STATED GOAL => Rewrite the items from the very first line through the line containing "[400,352,414,363]", swapping "closed eye" for "shut eye" and leaving all else unchanged. Give back only that part.

Records from a collection =>
+-------+

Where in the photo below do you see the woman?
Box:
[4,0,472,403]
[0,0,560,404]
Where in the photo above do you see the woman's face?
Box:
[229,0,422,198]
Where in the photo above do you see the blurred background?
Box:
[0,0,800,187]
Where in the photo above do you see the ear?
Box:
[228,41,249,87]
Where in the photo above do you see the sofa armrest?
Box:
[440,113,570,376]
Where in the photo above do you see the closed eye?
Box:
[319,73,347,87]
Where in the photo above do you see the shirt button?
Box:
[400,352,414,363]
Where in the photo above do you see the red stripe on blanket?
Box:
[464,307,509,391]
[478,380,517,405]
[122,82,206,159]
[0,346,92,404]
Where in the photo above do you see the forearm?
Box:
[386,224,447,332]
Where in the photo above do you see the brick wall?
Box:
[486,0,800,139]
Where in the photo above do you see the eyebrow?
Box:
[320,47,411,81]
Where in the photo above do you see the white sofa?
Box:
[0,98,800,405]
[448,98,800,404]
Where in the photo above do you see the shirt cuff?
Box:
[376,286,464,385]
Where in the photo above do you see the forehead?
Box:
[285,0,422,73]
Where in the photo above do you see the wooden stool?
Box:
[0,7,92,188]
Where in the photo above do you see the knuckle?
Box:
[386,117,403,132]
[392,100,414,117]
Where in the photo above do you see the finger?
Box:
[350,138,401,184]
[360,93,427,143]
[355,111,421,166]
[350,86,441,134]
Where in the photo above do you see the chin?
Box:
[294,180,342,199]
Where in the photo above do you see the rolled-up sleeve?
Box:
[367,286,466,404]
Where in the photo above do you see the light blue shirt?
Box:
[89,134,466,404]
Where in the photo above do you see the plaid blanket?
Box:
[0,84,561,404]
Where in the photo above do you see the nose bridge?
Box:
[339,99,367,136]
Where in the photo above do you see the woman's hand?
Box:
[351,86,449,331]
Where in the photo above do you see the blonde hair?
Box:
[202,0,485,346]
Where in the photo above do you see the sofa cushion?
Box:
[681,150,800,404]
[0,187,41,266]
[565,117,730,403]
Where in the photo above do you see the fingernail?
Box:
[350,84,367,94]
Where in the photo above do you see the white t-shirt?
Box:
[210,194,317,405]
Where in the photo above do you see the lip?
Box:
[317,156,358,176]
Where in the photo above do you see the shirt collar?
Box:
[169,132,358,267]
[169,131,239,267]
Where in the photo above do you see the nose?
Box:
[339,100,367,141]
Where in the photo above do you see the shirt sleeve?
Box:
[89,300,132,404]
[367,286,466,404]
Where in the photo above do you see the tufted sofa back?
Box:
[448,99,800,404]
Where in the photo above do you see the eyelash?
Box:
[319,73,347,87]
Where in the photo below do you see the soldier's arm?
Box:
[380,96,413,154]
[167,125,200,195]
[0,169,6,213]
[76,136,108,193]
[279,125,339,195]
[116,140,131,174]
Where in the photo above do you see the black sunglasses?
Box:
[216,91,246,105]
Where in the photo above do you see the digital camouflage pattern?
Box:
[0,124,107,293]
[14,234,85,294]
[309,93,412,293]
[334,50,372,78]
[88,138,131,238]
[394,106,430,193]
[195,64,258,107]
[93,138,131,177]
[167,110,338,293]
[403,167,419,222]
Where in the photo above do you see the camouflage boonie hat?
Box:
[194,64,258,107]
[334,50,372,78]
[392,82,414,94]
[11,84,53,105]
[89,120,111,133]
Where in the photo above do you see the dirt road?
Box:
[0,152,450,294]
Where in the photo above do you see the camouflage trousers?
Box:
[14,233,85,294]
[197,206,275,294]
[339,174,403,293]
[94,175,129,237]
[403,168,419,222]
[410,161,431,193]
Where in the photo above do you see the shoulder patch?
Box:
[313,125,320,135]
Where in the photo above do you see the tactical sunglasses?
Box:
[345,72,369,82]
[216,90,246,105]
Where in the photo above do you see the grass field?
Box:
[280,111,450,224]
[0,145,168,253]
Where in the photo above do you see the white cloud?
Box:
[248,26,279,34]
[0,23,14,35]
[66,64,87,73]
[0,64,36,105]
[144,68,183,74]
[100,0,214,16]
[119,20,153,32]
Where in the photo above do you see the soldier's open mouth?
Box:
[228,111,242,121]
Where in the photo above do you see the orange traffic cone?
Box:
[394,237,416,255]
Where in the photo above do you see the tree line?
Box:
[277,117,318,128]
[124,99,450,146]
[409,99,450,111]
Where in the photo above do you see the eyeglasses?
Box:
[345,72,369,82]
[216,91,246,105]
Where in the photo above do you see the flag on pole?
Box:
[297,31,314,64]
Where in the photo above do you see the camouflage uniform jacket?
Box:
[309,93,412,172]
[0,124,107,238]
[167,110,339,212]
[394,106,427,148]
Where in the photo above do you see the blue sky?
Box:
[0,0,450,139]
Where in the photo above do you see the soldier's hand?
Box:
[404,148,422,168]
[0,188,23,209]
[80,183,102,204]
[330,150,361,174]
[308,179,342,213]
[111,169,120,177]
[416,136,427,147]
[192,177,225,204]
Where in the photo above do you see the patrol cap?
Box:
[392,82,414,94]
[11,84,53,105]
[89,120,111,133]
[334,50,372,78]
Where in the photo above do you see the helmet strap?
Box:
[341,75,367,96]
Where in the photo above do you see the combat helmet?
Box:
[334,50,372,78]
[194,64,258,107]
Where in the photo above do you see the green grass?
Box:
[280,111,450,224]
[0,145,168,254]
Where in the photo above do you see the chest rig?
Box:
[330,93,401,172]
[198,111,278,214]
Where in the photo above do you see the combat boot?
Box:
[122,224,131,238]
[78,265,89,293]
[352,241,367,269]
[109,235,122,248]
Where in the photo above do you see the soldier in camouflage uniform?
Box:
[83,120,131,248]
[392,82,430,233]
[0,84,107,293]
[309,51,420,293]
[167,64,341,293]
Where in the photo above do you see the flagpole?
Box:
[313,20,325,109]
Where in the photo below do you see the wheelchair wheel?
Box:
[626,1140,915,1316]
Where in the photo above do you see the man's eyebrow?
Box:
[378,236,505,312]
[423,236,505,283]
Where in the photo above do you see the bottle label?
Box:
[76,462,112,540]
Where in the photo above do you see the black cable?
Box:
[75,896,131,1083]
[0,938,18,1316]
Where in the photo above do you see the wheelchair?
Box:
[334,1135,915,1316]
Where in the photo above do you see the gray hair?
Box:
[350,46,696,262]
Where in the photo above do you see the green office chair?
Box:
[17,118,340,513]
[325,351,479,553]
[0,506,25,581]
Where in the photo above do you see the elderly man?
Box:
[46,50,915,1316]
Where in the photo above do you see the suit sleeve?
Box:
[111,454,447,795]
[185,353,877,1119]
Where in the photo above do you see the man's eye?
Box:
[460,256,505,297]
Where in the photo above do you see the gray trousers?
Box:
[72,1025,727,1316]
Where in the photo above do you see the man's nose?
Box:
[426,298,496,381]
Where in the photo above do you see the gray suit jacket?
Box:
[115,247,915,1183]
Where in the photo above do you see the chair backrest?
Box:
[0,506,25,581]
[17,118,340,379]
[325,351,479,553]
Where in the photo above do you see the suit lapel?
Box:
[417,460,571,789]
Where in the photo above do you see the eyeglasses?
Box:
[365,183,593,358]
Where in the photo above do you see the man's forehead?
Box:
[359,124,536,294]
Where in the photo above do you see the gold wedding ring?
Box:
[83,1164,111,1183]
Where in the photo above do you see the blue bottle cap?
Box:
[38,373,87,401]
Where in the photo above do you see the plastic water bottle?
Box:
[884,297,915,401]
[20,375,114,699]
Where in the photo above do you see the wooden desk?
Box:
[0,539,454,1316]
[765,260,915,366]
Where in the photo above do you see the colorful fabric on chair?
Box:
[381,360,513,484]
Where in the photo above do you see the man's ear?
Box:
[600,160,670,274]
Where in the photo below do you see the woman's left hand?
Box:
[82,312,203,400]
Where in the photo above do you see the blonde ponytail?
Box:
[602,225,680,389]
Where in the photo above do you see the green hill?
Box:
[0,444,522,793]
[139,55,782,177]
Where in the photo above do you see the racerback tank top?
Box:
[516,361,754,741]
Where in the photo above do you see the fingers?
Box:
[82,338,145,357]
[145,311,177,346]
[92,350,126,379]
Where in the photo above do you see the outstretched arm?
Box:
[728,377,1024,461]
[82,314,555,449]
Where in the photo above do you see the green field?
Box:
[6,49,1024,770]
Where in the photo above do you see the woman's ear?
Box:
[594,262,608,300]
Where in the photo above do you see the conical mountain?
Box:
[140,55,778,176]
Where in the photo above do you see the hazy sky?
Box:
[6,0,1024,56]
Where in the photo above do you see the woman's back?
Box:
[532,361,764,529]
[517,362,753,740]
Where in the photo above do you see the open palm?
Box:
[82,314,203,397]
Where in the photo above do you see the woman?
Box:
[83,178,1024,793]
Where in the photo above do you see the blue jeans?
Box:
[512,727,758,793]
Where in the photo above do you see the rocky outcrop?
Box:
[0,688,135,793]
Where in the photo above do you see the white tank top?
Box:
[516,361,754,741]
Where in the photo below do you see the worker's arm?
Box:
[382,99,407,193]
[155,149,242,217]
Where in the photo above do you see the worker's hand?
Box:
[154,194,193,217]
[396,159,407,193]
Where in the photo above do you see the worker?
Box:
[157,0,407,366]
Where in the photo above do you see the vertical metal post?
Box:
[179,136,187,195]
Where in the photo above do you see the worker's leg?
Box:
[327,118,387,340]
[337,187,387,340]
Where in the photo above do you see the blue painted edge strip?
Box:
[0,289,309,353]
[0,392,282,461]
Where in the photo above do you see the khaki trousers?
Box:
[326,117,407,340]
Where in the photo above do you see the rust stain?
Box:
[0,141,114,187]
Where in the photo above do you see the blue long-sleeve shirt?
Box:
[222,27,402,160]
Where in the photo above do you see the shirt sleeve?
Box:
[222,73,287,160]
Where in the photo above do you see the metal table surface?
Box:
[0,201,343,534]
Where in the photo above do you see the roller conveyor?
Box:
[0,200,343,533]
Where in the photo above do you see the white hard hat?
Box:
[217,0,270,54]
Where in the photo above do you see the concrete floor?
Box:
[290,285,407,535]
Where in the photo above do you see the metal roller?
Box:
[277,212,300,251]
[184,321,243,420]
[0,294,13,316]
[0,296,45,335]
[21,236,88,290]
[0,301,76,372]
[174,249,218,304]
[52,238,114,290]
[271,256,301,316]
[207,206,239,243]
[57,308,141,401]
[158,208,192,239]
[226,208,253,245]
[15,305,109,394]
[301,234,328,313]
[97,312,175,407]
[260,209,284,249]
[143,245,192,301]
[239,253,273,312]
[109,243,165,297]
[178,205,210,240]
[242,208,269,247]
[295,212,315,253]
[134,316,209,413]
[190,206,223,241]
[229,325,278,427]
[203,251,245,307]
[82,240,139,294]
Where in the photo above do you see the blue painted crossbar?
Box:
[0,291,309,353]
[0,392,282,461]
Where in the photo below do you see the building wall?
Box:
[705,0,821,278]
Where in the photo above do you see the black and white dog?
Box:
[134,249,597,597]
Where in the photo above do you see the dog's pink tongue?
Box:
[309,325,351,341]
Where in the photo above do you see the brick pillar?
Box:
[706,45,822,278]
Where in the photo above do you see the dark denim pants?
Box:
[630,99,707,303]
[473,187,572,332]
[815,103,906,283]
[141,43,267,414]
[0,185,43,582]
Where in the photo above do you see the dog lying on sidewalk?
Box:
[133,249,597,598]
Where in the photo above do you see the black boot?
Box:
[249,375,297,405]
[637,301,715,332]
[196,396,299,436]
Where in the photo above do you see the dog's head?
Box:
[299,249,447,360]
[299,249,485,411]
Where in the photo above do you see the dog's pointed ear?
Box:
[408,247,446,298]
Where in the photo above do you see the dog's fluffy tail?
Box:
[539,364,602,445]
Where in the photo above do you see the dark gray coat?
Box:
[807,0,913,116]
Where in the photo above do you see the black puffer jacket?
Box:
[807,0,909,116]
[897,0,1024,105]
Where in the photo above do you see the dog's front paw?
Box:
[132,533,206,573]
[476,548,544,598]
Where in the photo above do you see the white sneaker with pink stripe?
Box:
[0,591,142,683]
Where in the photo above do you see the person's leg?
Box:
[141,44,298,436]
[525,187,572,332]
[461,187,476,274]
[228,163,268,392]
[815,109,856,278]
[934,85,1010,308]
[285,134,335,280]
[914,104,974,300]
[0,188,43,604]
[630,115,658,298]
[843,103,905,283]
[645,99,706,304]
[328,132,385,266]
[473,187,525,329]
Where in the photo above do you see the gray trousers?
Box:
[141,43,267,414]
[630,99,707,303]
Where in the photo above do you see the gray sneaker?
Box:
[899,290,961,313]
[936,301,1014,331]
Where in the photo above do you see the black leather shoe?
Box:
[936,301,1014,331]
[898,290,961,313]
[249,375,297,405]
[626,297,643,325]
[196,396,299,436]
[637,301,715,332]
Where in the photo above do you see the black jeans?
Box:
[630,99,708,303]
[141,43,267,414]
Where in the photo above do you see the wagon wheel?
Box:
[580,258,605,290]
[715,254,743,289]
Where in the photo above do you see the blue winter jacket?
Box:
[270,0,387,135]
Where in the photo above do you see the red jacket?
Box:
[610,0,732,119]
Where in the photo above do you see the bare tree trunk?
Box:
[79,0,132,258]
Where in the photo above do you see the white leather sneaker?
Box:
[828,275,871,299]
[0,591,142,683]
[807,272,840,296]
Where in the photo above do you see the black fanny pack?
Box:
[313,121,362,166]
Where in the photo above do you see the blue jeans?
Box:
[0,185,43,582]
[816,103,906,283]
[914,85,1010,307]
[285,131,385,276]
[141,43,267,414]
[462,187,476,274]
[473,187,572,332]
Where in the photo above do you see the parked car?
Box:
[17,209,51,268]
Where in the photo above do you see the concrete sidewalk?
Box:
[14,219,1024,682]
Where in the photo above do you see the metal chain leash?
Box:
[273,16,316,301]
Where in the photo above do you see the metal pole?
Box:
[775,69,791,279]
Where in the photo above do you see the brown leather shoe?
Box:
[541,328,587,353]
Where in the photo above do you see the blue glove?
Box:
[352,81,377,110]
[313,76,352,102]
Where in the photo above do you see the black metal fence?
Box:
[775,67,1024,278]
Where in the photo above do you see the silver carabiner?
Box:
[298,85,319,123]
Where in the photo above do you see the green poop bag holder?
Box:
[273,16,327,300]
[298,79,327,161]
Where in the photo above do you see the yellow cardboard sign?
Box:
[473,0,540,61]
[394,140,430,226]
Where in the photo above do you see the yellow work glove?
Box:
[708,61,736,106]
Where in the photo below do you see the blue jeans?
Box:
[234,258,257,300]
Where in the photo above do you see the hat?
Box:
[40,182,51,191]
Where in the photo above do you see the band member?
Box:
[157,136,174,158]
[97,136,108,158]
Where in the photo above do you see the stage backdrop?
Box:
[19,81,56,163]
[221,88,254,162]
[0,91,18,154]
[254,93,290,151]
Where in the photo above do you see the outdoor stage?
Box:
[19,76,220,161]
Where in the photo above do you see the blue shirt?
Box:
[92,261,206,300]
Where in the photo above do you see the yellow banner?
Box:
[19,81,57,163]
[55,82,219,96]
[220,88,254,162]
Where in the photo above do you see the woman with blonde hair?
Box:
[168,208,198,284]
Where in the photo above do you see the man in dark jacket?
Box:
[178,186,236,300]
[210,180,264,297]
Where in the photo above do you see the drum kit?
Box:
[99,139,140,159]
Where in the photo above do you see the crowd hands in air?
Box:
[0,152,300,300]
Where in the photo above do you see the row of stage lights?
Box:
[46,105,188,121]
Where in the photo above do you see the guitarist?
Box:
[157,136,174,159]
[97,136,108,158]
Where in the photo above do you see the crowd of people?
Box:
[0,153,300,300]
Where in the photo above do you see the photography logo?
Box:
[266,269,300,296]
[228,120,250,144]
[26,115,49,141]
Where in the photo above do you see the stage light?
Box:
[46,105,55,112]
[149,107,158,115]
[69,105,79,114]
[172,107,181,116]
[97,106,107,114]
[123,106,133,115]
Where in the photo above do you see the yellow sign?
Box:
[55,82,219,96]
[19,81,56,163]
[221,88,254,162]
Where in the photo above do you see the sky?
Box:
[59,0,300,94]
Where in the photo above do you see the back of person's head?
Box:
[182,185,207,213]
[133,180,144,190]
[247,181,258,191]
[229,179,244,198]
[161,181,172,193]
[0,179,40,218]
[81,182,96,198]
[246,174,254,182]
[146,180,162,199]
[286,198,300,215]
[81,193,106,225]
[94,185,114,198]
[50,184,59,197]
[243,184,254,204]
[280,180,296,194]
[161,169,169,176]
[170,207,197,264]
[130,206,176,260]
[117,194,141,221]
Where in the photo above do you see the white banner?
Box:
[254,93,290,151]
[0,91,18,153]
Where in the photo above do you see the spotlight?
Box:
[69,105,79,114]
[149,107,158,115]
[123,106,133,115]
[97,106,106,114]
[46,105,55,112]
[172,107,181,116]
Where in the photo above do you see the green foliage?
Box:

+-------+

EXERCISE RESPONSE =>
Where in the photo below do you see the woman?
Box:
[4,0,472,403]
[0,0,560,404]
Where in the photo above do you see the woman's face?
Box:
[229,0,422,198]
Where in the photo above do you see the blurred background?
Box:
[0,0,800,187]
Where in the photo above do you see the ear?
Box:
[228,41,249,87]
Where in the photo above do you see the sofa armrest?
Box:
[440,113,570,376]
Where in the photo above do you see the shut eye?
Box:
[319,73,347,87]
Where in the photo above do you see the shirt button?
Box:
[400,352,414,363]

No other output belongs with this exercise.